- _Try it_
Print all the records below, word for word and in full.

- _Region pointing data_
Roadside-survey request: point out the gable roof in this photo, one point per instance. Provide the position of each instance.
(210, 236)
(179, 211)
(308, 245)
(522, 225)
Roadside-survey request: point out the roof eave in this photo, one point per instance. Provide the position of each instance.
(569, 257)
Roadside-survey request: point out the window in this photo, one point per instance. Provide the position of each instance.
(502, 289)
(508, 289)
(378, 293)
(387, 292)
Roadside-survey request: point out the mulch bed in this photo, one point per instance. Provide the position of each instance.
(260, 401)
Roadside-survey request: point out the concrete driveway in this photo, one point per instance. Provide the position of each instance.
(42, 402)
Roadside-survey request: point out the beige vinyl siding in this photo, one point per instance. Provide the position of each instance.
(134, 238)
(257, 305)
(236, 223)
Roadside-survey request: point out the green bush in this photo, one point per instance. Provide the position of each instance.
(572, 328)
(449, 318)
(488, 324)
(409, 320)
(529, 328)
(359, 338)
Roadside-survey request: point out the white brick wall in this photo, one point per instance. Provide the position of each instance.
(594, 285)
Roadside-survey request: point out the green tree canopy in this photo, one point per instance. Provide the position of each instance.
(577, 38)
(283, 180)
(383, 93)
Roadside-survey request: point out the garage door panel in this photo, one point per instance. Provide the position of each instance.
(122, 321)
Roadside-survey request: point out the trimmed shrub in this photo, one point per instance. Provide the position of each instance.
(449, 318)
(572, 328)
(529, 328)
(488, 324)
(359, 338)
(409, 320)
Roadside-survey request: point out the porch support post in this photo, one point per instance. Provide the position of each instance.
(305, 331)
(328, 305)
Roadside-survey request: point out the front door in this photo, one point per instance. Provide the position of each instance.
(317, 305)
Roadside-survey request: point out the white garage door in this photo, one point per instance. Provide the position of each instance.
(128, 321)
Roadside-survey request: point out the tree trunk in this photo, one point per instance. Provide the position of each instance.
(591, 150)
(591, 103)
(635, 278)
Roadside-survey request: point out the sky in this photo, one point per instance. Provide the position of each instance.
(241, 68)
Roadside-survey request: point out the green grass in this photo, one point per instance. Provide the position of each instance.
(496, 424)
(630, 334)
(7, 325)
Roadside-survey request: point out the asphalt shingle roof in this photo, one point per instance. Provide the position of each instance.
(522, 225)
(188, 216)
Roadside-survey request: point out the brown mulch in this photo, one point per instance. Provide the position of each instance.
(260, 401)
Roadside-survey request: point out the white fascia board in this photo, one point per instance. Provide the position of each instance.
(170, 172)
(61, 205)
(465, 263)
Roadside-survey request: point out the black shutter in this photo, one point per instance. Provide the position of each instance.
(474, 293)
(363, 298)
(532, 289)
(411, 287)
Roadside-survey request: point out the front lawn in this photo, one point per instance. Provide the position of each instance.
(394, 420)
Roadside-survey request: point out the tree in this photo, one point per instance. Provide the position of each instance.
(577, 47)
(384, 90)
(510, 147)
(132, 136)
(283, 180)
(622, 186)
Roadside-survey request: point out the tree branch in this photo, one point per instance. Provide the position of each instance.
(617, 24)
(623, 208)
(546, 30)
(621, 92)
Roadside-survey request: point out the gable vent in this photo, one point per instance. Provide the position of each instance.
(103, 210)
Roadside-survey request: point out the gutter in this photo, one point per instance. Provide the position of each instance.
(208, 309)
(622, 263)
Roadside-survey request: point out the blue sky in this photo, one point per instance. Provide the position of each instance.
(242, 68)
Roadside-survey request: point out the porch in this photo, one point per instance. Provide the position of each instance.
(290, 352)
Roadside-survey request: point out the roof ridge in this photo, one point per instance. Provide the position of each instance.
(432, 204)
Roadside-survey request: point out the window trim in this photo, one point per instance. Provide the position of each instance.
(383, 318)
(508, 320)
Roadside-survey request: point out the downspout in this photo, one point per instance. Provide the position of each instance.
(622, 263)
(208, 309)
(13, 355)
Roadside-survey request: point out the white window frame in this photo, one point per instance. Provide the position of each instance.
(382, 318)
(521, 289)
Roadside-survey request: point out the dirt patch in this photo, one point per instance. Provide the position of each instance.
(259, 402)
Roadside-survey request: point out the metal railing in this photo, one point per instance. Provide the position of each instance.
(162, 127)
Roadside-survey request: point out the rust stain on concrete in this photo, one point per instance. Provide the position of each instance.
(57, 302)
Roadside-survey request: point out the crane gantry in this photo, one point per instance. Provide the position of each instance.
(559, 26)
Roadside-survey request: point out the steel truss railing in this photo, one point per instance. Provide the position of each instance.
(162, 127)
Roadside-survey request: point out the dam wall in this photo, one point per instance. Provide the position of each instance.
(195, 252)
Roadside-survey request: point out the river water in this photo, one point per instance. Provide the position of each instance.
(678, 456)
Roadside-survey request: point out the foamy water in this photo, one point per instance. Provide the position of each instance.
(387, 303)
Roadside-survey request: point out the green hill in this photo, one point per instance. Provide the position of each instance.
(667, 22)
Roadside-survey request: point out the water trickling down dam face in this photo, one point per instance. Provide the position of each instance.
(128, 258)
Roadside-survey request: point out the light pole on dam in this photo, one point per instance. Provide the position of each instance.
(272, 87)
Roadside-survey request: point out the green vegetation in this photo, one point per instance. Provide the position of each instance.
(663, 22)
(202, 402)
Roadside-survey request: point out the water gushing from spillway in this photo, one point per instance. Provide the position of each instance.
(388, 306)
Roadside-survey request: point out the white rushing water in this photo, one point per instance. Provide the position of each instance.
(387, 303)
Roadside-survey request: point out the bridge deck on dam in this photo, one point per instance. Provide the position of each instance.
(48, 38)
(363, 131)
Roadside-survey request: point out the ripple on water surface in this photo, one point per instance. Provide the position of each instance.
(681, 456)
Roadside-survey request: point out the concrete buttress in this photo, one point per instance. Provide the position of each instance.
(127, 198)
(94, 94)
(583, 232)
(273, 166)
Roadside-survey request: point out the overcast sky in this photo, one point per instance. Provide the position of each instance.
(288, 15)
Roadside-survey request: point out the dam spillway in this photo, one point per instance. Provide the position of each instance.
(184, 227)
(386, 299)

- _Solved exercise_
Roadside-survey request: point out the gable roof in this photo, one point per instance. Provide the position of each instance.
(210, 236)
(179, 211)
(308, 245)
(522, 225)
Roadside-survey request: point out the roof eave in this photo, one point per instance. Provide the position of each instance.
(569, 257)
Roadside-survey request: point out the window in this photo, one point per instance. Provide the position of each instance.
(502, 289)
(508, 289)
(378, 293)
(387, 292)
Roadside-survey request: point out the mulch bed in this photo, one point per instance. Provide the position of each instance.
(260, 401)
Roadside-survey request: point out the concrete driveway in this photo, one point per instance. Provide the position of each instance.
(42, 402)
Roadside-survey request: point out the beige vinyl siding in this photo, one point per instance. Provide the position of each instance.
(134, 238)
(257, 305)
(236, 223)
Roadside-survey request: point out the green bush in this photo, one point per instance. Provide the position of each instance.
(572, 328)
(449, 318)
(488, 324)
(409, 320)
(529, 328)
(359, 338)
Roadside-survey request: point out the white brick wall in this photo, one point per instance. Provide the position of each instance.
(594, 285)
Roadside-survey request: point out the green tree canopy in this photo, one point per instance. Provide the position of each instance.
(577, 38)
(283, 180)
(383, 93)
Roadside-survey request: point out the garage door panel in this photo, one point per instance. Provide the position of each instance.
(122, 321)
Roadside-survey request: point out the trimmed shrub in this photo, one point per instance. Provide the position of each instance.
(449, 318)
(572, 328)
(529, 328)
(488, 324)
(359, 338)
(409, 320)
Roadside-survey request: point out the porch support post in this photo, one point per instance. Provide the position of each instance.
(305, 331)
(328, 305)
Roadside-survey request: point out the front door in this photo, one point per instance. Provide the position of each instance.
(317, 305)
Roadside-survey request: point out the white garage door in this photo, one point per instance. Provide the position of each instance.
(128, 321)
Roadside-survey request: point out the tree trunk in this photo, one point per instance. Provide the position of each instance.
(591, 150)
(591, 103)
(635, 278)
Roadside-survey request: point out the sky in this photo, one point per instance. Provide the position of each instance.
(241, 68)
Roadside-survey request: point out the green grass in this photo, one point per instance. Provide the position of each instance.
(496, 424)
(630, 334)
(7, 325)
Roadside-survey request: point out the asphalt shingle roof in this photo, one point per instance. Provide the position of each instance.
(522, 225)
(188, 216)
Roadside-survey request: point out the brown mulch in this photo, one point per instance. Provide the position of each instance.
(260, 401)
Roadside-survey request: point out the white fascia board in this photo, one point per instance. Provide the position of each instance.
(170, 172)
(61, 205)
(465, 263)
Roadside-survey request: point out the black shutter in this photo, one point per instance. Provide the position of each instance.
(474, 293)
(363, 298)
(532, 289)
(411, 287)
Roadside-survey request: point out the front lawn in this photo, one point per instance. Provide the position of each instance.
(394, 420)
Roadside-survey request: point out the tree in this photo, one point per instance. Provide the position of each instance.
(577, 47)
(384, 90)
(510, 147)
(132, 136)
(283, 180)
(622, 186)
Roadside-survey request: point out the tree branch in this photo, one point per instance. Provide the position of each instance.
(617, 24)
(623, 208)
(546, 30)
(621, 92)
Roadside-survey request: point out the gable vent in this photo, one point per instance. Provide the position of each instance.
(103, 210)
Roadside-survey request: point out the gutter in this photo, one point per instance. Provide the position of each instance.
(208, 309)
(622, 263)
Roadside-survey request: point out the blue sky in this photo, one point per instance. Provide the position of each instance.
(242, 68)
Roadside-survey request: point out the porch in this photo, one point per instance. Provide the position of each instance.
(290, 352)
Roadside-survey request: point out the roof ridge in this photo, one point per instance. Provide the position of each instance.
(432, 204)
Roadside-survey request: point out the window trim in this photo, one point per instance. Provide the position of each instance.
(383, 318)
(508, 320)
Roadside-survey request: point out the downspout in this photo, one point per instance. Provide the position of each instance.
(622, 263)
(208, 309)
(13, 355)
Roadside-survey request: point out the white window frame in this photo, one point per instance. Provide the position of each instance.
(382, 318)
(521, 289)
Roadside-survey request: point out the dirt patch in this photo, one point per instance. Provide the position of each instance.
(259, 402)
Roadside-survey request: point out the metal railing in this photo, one point per instance. Provide the position of each instance.
(162, 127)
Roadside-survey request: point out the rust stain on concrete in this photo, one point per instance. Provide the position of each instance.
(57, 302)
Roadside-survey request: point out the crane gantry in this photo, one point per instance. Provide the position of each instance.
(559, 26)
Roadside-survey request: point out the steel truss railing in this photo, one point per instance. Provide the position of each instance.
(162, 127)
Roadside-survey request: point out the dam wall in this photo, one point per instance. Provide the position of each instance.
(195, 252)
Roadside-survey request: point out the river water in this photo, one point per instance. Provide the position of each instance.
(678, 456)
Roadside-survey request: point out the foamy water in this photo, one point per instance. Provide the position of each instance.
(387, 303)
Roadside-survey request: point out the green hill in this photo, one point per instance. Provide the position of each instance.
(667, 22)
Roadside-survey request: point out the water trickling down dam face in this photo, one point per instance. Provide the position of each instance.
(128, 258)
Roadside-survey request: point out the light pole on dam in this photo, one point per instance. Provide the position of each instance.
(272, 87)
Roadside-survey request: point out the green vegetation in this photo, one point per instance. Provide the position of each instance.
(663, 22)
(202, 402)
Roadside-survey request: point out the water gushing from spillway in this photo, one point per instance. Provide the position of each instance.
(388, 306)
Roadside-survey request: point out the white rushing water in this photo, one point per instance. Provide the position of each instance.
(387, 303)
Roadside-survey request: point out the bridge deck on dam in this photo, one point per instance. Provide the position of each instance.
(48, 38)
(363, 131)
Roadside-survey request: point out the ripple on water surface in this photo, one point per instance. Provide the position of each instance.
(681, 456)
Roadside-survey request: point out the concrete buttress in this photo, one point per instance. Provide the position of each instance.
(127, 198)
(94, 94)
(583, 232)
(273, 166)
Roadside-survey request: point out the overcast sky in this photo, one point per instance. Provide the position of each instance.
(288, 15)
Roadside-survey request: point out the dam spillway in this photo, one point per instance. Provide the position of each instance.
(184, 227)
(386, 299)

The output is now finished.